## Given exercise
Copy the entries between the lines holding "Verify for me: does any railing" and "xmin=421 ymin=292 xmax=604 ymax=396", inclusive, swapping "railing post" for "fence post" and leaving everything else as it is.

## Task data
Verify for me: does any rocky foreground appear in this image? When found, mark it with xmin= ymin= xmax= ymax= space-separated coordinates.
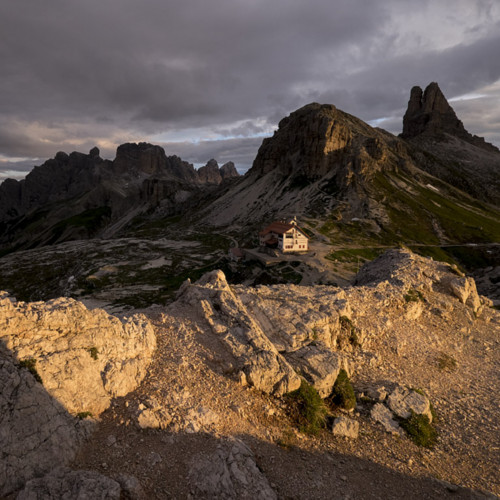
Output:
xmin=0 ymin=251 xmax=500 ymax=498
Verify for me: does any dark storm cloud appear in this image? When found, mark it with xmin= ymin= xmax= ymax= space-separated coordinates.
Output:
xmin=161 ymin=137 xmax=262 ymax=174
xmin=0 ymin=0 xmax=500 ymax=178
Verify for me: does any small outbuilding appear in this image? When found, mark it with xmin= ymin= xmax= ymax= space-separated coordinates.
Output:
xmin=259 ymin=219 xmax=309 ymax=253
xmin=229 ymin=247 xmax=245 ymax=262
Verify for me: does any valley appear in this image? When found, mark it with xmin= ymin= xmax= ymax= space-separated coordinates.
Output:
xmin=0 ymin=83 xmax=500 ymax=500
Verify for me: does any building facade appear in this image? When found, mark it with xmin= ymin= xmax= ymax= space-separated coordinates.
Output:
xmin=259 ymin=220 xmax=309 ymax=253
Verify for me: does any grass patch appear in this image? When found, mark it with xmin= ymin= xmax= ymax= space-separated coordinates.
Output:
xmin=404 ymin=288 xmax=425 ymax=302
xmin=400 ymin=410 xmax=437 ymax=448
xmin=76 ymin=411 xmax=93 ymax=420
xmin=89 ymin=347 xmax=99 ymax=361
xmin=286 ymin=380 xmax=328 ymax=435
xmin=19 ymin=358 xmax=43 ymax=384
xmin=328 ymin=369 xmax=356 ymax=410
xmin=326 ymin=247 xmax=387 ymax=262
xmin=437 ymin=353 xmax=457 ymax=372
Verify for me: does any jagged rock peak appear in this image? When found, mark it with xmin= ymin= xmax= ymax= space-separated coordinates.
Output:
xmin=114 ymin=142 xmax=166 ymax=174
xmin=402 ymin=82 xmax=467 ymax=138
xmin=249 ymin=103 xmax=394 ymax=179
xmin=198 ymin=158 xmax=222 ymax=184
xmin=401 ymin=82 xmax=498 ymax=152
xmin=220 ymin=161 xmax=240 ymax=180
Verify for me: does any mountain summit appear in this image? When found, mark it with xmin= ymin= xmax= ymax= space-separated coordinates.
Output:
xmin=400 ymin=82 xmax=500 ymax=205
xmin=401 ymin=82 xmax=498 ymax=152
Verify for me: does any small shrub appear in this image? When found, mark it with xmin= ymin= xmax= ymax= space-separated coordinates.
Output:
xmin=89 ymin=347 xmax=99 ymax=360
xmin=400 ymin=410 xmax=437 ymax=448
xmin=19 ymin=358 xmax=43 ymax=384
xmin=287 ymin=380 xmax=328 ymax=434
xmin=76 ymin=411 xmax=92 ymax=420
xmin=437 ymin=353 xmax=457 ymax=372
xmin=328 ymin=369 xmax=356 ymax=410
xmin=404 ymin=288 xmax=424 ymax=302
xmin=276 ymin=429 xmax=297 ymax=450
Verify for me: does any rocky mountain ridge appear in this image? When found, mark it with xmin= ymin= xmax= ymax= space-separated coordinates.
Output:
xmin=0 ymin=143 xmax=239 ymax=254
xmin=0 ymin=251 xmax=500 ymax=498
xmin=401 ymin=82 xmax=500 ymax=206
xmin=202 ymin=85 xmax=500 ymax=254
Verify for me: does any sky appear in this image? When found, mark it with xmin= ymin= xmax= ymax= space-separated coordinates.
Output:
xmin=0 ymin=0 xmax=500 ymax=181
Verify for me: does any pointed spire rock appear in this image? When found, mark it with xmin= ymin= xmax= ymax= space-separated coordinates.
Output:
xmin=401 ymin=82 xmax=469 ymax=139
xmin=401 ymin=82 xmax=498 ymax=153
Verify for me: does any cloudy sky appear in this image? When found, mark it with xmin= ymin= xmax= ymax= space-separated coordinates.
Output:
xmin=0 ymin=0 xmax=500 ymax=180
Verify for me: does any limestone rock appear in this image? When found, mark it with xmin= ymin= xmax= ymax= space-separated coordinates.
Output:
xmin=402 ymin=82 xmax=467 ymax=138
xmin=387 ymin=387 xmax=432 ymax=422
xmin=370 ymin=403 xmax=403 ymax=435
xmin=17 ymin=467 xmax=121 ymax=500
xmin=0 ymin=298 xmax=156 ymax=415
xmin=189 ymin=439 xmax=277 ymax=500
xmin=0 ymin=352 xmax=90 ymax=498
xmin=332 ymin=416 xmax=359 ymax=439
xmin=287 ymin=345 xmax=342 ymax=398
xmin=113 ymin=474 xmax=147 ymax=500
xmin=367 ymin=386 xmax=387 ymax=402
xmin=178 ymin=271 xmax=300 ymax=395
xmin=450 ymin=276 xmax=481 ymax=312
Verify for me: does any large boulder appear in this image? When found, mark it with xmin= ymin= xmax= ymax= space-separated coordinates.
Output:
xmin=17 ymin=467 xmax=127 ymax=500
xmin=387 ymin=387 xmax=432 ymax=422
xmin=189 ymin=439 xmax=277 ymax=500
xmin=0 ymin=350 xmax=90 ymax=498
xmin=0 ymin=295 xmax=156 ymax=416
xmin=287 ymin=345 xmax=342 ymax=398
xmin=178 ymin=271 xmax=300 ymax=395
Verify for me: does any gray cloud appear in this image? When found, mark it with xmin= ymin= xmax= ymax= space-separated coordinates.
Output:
xmin=0 ymin=0 xmax=500 ymax=180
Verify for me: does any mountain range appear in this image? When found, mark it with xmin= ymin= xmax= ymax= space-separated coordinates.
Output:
xmin=0 ymin=83 xmax=500 ymax=253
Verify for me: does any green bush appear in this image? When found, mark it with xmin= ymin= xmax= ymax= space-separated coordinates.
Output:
xmin=287 ymin=380 xmax=328 ymax=434
xmin=19 ymin=358 xmax=43 ymax=384
xmin=340 ymin=316 xmax=361 ymax=347
xmin=437 ymin=353 xmax=457 ymax=372
xmin=400 ymin=410 xmax=437 ymax=448
xmin=404 ymin=288 xmax=424 ymax=302
xmin=328 ymin=369 xmax=356 ymax=410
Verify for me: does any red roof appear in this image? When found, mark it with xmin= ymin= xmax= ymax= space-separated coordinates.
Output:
xmin=259 ymin=222 xmax=309 ymax=239
xmin=229 ymin=247 xmax=245 ymax=257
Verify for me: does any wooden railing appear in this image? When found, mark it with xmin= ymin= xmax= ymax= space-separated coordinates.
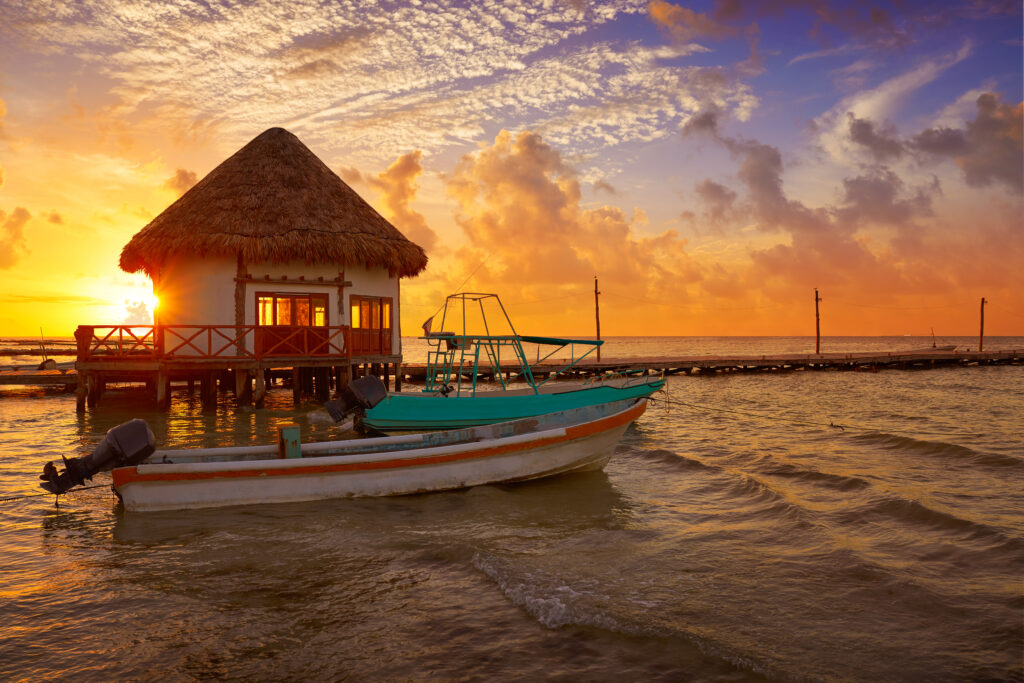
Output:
xmin=75 ymin=325 xmax=351 ymax=360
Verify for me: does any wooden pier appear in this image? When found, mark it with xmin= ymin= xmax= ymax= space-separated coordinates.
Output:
xmin=0 ymin=344 xmax=1024 ymax=403
xmin=401 ymin=349 xmax=1024 ymax=382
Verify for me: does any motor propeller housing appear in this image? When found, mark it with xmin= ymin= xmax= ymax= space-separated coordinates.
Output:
xmin=324 ymin=375 xmax=387 ymax=422
xmin=39 ymin=418 xmax=157 ymax=496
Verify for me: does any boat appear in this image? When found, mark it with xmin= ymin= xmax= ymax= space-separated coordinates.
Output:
xmin=360 ymin=292 xmax=665 ymax=433
xmin=42 ymin=398 xmax=646 ymax=512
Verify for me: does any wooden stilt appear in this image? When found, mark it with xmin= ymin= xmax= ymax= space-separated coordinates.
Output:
xmin=75 ymin=372 xmax=88 ymax=413
xmin=234 ymin=370 xmax=253 ymax=405
xmin=157 ymin=371 xmax=171 ymax=411
xmin=253 ymin=370 xmax=267 ymax=408
xmin=86 ymin=373 xmax=99 ymax=409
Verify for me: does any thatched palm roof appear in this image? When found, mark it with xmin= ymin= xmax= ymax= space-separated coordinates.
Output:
xmin=121 ymin=128 xmax=427 ymax=278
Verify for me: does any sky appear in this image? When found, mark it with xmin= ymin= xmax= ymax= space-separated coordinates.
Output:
xmin=0 ymin=0 xmax=1024 ymax=336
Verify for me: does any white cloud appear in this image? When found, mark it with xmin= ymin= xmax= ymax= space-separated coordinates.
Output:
xmin=0 ymin=0 xmax=758 ymax=174
xmin=814 ymin=42 xmax=972 ymax=163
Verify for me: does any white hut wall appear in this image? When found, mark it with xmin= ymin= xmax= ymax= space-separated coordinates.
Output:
xmin=154 ymin=256 xmax=238 ymax=356
xmin=343 ymin=265 xmax=401 ymax=355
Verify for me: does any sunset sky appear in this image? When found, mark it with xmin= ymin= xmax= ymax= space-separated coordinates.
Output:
xmin=0 ymin=0 xmax=1024 ymax=336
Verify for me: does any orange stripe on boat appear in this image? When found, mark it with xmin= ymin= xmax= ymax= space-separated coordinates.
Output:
xmin=112 ymin=401 xmax=647 ymax=488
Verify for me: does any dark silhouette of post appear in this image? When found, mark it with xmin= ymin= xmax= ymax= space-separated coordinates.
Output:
xmin=594 ymin=275 xmax=601 ymax=362
xmin=814 ymin=287 xmax=821 ymax=353
xmin=978 ymin=297 xmax=985 ymax=353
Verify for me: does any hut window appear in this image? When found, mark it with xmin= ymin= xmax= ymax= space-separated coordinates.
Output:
xmin=256 ymin=292 xmax=328 ymax=328
xmin=349 ymin=295 xmax=392 ymax=354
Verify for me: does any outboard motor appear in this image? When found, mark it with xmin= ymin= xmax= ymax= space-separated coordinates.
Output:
xmin=324 ymin=375 xmax=387 ymax=422
xmin=39 ymin=418 xmax=157 ymax=496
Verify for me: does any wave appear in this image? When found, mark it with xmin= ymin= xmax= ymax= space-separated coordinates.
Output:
xmin=629 ymin=447 xmax=722 ymax=471
xmin=761 ymin=463 xmax=871 ymax=492
xmin=473 ymin=553 xmax=626 ymax=633
xmin=473 ymin=552 xmax=781 ymax=678
xmin=844 ymin=494 xmax=1024 ymax=551
xmin=853 ymin=432 xmax=1024 ymax=468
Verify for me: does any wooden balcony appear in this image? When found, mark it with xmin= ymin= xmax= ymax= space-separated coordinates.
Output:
xmin=75 ymin=325 xmax=352 ymax=364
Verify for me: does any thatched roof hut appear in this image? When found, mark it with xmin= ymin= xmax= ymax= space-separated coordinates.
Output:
xmin=121 ymin=128 xmax=427 ymax=278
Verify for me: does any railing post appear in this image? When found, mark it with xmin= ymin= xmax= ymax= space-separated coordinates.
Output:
xmin=75 ymin=325 xmax=94 ymax=361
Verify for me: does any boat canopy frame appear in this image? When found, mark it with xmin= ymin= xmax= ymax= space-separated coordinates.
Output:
xmin=421 ymin=292 xmax=604 ymax=396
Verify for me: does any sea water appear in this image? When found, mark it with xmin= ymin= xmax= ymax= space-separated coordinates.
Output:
xmin=0 ymin=338 xmax=1024 ymax=681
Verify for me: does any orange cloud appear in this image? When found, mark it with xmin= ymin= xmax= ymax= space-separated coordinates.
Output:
xmin=446 ymin=131 xmax=701 ymax=331
xmin=647 ymin=0 xmax=735 ymax=43
xmin=372 ymin=150 xmax=437 ymax=252
xmin=0 ymin=207 xmax=32 ymax=269
xmin=164 ymin=168 xmax=199 ymax=195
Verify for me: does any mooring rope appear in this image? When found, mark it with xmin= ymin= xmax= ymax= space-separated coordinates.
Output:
xmin=648 ymin=396 xmax=881 ymax=432
xmin=0 ymin=483 xmax=110 ymax=503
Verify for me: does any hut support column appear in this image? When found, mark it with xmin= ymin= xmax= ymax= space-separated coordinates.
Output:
xmin=253 ymin=369 xmax=266 ymax=408
xmin=234 ymin=370 xmax=253 ymax=405
xmin=75 ymin=371 xmax=88 ymax=413
xmin=199 ymin=370 xmax=217 ymax=410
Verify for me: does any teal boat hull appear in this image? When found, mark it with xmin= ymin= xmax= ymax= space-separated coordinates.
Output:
xmin=362 ymin=377 xmax=665 ymax=432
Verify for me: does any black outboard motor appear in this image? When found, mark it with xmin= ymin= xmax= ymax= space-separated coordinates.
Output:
xmin=324 ymin=375 xmax=387 ymax=422
xmin=39 ymin=418 xmax=157 ymax=496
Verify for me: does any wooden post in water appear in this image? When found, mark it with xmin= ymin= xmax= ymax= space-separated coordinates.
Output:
xmin=978 ymin=297 xmax=985 ymax=353
xmin=594 ymin=275 xmax=601 ymax=362
xmin=814 ymin=287 xmax=821 ymax=354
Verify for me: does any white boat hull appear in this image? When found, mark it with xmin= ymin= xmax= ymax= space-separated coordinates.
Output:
xmin=114 ymin=400 xmax=646 ymax=511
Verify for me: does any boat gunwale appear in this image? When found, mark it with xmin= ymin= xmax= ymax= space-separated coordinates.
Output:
xmin=112 ymin=399 xmax=647 ymax=489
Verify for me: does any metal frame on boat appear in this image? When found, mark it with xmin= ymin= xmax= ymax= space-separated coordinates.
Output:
xmin=361 ymin=292 xmax=665 ymax=432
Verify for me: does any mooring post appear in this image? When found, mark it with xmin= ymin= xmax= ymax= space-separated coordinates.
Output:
xmin=594 ymin=275 xmax=601 ymax=362
xmin=157 ymin=370 xmax=171 ymax=411
xmin=75 ymin=370 xmax=88 ymax=413
xmin=978 ymin=297 xmax=985 ymax=353
xmin=814 ymin=287 xmax=821 ymax=354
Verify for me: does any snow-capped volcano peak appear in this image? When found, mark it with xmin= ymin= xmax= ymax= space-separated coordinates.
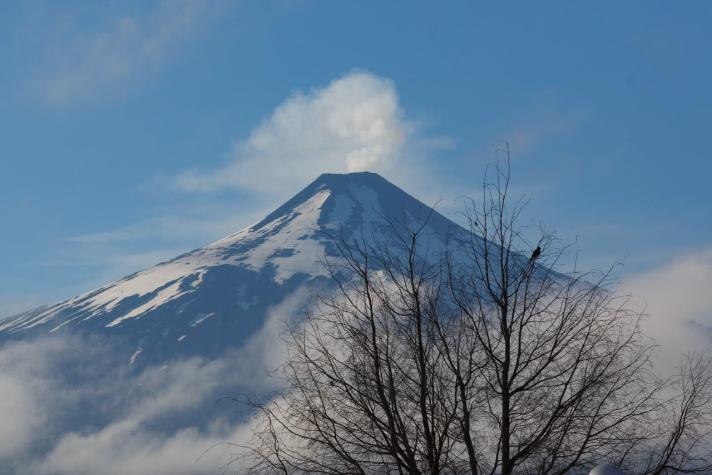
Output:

## Solution
Verify for me: does any fence post appear in this image? When found, mark it with xmin= ymin= xmax= ymax= space-separated coordinates.
Output:
xmin=75 ymin=325 xmax=94 ymax=361
Verify for me: does any boat canopy frame appear in this image? When found, mark it with xmin= ymin= xmax= ymax= space-separated coordinates.
Output:
xmin=421 ymin=292 xmax=604 ymax=396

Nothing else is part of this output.